Fragmento seleccionado |
------------------------------------

Chile debe identificar dónde retrocedió, dónde está cediendo, dónde la comunidad normalizó la ausencia estatal, dónde las redes criminales están ocupando funciones públicas y dónde la informalidad se ha convertido en la alfombra roja para la captura territorial.
Pese a que muchos investigadores y académicos con quienes he conversado o leído discrepan de la idea de que existan zonas donde el Estado esté tan ausente como para permitir el surgimiento de una gobernanza criminal, la experiencia de trabajo de campo —y el diálogo con colegas que estudian territorios complejos desde adentro— me convence de lo contrario.
En América Latina, esto no es un fenómeno excepcional. Podrá tener matices o recibir nombres más amables para no herir susceptibilidades, pero sí existen territorios donde la gobernanza ha sido capturada por fuerzas extralegales, aceptadas, legitimadas e incluso naturalizadas por las propias comunidades.

------------------------------------

Datos mostrados |
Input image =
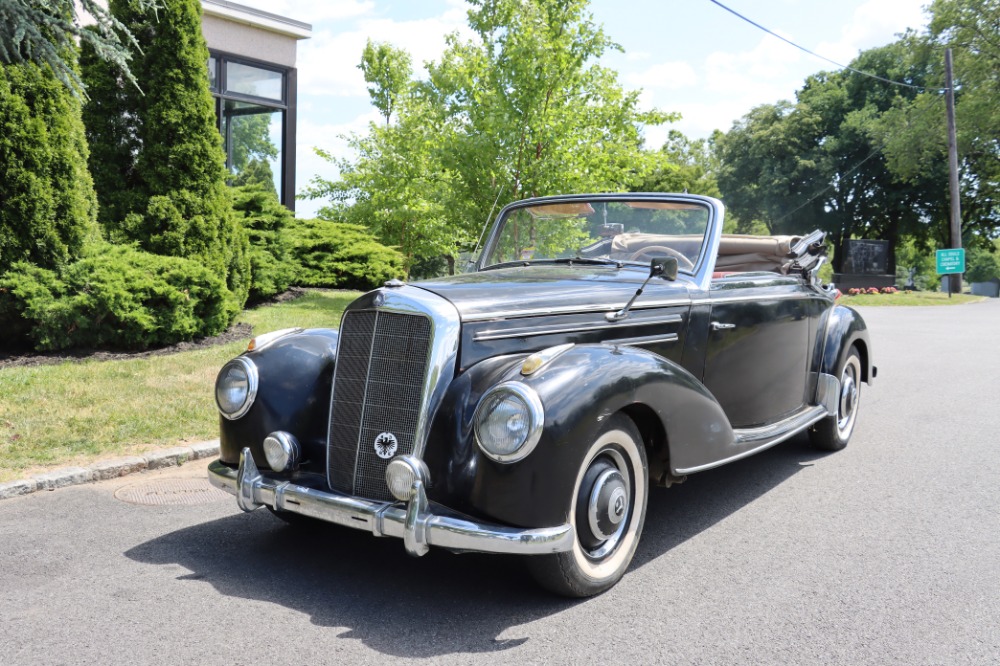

------------------------------------

Tarea asignada A | Haz una lista de todas las cosas que, según el fragmento seleccionado, Chile debe identificar.
Tarea asignada B | En el fragmento seleccionado, ¿qué convence a quien escribe de que sí hay zonas donde puede surgir una gobernanza criminal?

Respuesta correcta A |
- Dónde retrocedió
- Dónde está cediendo
- Dónde la comunidad normalizó la ausencia estatal
- Dónde las redes criminales están ocupando funciones públicas
- Dónde la informalidad se ha convertido en la alfombra roja para la captura territorial

Respuesta correcta B | La experiencia de trabajo de campo y el diálogo con colegas que estudian territorios complejos desde adentro.